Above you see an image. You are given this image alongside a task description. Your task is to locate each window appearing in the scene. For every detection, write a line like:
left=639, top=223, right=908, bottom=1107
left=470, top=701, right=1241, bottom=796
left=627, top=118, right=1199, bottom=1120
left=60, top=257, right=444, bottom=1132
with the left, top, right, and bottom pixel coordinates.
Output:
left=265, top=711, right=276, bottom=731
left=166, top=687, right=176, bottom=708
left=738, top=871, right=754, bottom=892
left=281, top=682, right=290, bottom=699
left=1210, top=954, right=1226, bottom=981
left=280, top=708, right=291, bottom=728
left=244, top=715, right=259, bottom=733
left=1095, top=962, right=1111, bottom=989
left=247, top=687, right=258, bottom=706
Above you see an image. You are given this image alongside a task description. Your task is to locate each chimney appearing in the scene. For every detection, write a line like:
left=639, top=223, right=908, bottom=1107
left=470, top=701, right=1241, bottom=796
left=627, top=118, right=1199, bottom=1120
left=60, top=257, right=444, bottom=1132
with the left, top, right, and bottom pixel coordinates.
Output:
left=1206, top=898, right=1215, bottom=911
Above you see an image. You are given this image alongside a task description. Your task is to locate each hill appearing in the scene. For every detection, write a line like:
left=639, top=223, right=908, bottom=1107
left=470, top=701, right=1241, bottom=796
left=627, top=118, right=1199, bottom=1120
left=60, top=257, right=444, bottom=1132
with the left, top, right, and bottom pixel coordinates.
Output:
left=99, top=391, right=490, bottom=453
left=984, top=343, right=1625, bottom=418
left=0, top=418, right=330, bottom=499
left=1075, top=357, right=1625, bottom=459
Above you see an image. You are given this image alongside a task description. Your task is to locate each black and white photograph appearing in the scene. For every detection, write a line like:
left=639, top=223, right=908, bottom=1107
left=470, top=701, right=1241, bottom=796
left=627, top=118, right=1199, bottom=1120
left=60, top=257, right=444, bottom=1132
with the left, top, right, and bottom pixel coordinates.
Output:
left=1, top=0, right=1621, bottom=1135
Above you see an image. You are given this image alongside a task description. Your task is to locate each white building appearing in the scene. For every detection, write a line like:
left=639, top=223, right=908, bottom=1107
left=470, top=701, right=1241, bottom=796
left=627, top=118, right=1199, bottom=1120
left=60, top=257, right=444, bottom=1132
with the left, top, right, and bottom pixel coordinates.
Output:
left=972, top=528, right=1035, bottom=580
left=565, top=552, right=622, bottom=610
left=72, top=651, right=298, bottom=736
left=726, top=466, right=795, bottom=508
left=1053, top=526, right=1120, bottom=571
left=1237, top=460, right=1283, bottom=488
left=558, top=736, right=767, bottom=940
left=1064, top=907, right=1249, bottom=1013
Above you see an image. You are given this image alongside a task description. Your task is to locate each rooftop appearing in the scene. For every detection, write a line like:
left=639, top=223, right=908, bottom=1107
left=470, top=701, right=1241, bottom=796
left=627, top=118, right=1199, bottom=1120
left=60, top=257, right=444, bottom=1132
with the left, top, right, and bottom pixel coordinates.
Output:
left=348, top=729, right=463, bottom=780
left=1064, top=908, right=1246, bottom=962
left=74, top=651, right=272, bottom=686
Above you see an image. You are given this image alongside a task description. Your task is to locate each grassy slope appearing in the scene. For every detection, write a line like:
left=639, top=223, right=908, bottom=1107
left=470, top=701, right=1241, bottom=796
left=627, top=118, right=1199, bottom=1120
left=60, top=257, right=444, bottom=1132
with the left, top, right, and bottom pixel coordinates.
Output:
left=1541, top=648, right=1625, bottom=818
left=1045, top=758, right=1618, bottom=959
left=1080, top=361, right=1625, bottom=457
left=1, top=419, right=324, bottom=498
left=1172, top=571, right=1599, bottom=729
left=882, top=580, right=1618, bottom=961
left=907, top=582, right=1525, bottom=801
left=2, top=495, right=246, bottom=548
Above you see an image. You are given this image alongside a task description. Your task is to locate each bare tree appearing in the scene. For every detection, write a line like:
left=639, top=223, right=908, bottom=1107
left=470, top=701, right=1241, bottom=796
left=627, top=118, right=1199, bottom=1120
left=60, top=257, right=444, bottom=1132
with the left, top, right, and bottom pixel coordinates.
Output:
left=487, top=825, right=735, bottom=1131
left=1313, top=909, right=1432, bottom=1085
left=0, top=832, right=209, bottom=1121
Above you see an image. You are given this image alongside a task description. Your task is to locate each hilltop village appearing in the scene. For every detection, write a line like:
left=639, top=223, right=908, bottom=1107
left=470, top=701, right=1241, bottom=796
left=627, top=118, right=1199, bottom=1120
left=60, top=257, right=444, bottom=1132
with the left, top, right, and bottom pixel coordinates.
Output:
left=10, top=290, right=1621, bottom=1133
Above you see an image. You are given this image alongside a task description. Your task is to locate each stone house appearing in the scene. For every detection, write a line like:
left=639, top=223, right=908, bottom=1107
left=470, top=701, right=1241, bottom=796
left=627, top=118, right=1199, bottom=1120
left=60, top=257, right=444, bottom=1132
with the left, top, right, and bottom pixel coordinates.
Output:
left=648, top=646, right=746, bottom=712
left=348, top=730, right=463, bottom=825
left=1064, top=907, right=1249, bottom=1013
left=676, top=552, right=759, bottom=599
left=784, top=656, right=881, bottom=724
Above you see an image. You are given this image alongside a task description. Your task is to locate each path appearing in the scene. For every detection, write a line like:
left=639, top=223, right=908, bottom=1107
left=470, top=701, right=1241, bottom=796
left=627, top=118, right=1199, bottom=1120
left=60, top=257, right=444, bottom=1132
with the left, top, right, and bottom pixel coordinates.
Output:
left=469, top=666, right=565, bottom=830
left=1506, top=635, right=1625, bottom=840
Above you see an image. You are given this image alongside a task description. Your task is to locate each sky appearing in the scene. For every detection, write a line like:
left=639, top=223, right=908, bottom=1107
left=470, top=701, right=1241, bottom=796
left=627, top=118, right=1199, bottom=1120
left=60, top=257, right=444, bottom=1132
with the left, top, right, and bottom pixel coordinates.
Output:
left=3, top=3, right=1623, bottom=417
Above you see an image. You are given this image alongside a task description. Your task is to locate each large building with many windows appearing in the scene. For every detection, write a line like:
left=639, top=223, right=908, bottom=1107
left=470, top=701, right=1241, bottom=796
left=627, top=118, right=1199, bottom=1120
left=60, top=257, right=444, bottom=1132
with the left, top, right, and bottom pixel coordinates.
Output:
---------------
**Your goal:**
Above are the records. Identify each line that contains the word "building".

**Output for this exercise:**
Above you see an image. You are given this image alongside a task description. Your task is to locate each white building appearing in the scene. For every detection, write a line like:
Above you see an image. You are given this image alongside a task description. Your task is to locate each large building with many windows appearing in the scene. For every detection, write a line like:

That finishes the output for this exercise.